──────── Selected excerpt ────────
I've also indulged in snacks, though I gave up alcohol for the month of July.

Starting today, I'm going to get back into a healthier regime. I'm going to get back on my bike. Now that my foot is almost completely healed, I'm going to start walking again.

I'm going to work on my core, too.

DW has eliminated most snacks from the house, and I'll behave myself.

My goal, for decades, has been to live a healthier life than my dad lived. I'd like to surpass the age of 62.

Hell, I'm not planning to retire until I'm 63. I'd like to enjoy some time after then.

Thursday, April 9, 2020

Eco-Friendly

Our family is moving to the next phase in doing our part to save the planet. Even if that means a little blood will be shed.

Six weeks ago, DW and I picked up our new hybrid automobile. While it's not a fully electric vehicle, it is much more fuel-efficient than any of our previous vehicles and can run about 800 kilometres or so on a single (45 L) tank of gas. And while we drove it a lot in the first week after picking it up (our CR-V was essentially left sitting in the driveway), we went more than four weeks between fillups on our second tank.

(Of course, being in self-isolation played a major role.)


After four weeks on a single tank: just under a quarter of a tank left and 121 km until empty.
When we initially ran the numbers, we'd calculated that we'll save at least $60 each month* in fuel fillups.
────────
=== Activity list ===
(A) Answer these questions from the blog excerpt, marking each answer (i), (ii) or (iii) on its own line.
(i) For which month did the writer give up alcohol?
(ii) What age does the writer hope to live past?
(iii) About how far can the new hybrid run on a single 45 L tank of gas?
(B) Output the section of the blog excerpt between "My goal, for" and "time after then.", inclusive.
(C) List every plan the writer introduces with "I'm going to" in the blog excerpt.
──────── Recorded data ────────
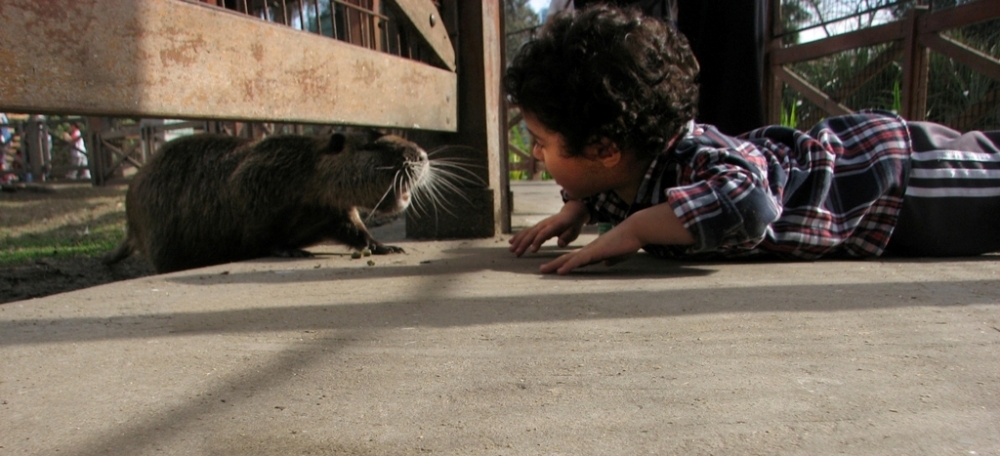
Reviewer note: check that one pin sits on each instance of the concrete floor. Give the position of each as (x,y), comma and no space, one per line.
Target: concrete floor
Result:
(458,347)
────────
=== Replies ===
(A)
(i) July
(ii) 62
(iii) About 800 km

(B)
My goal, for decades, has been to live a healthier life than my dad lived. I'd like to surpass the age of 62.

Hell, I'm not planning to retire until I'm 63. I'd like to enjoy some time after then.

(C)
- Get back into a healthier regime
- Get back on the bike
- Start walking again
- Work on the core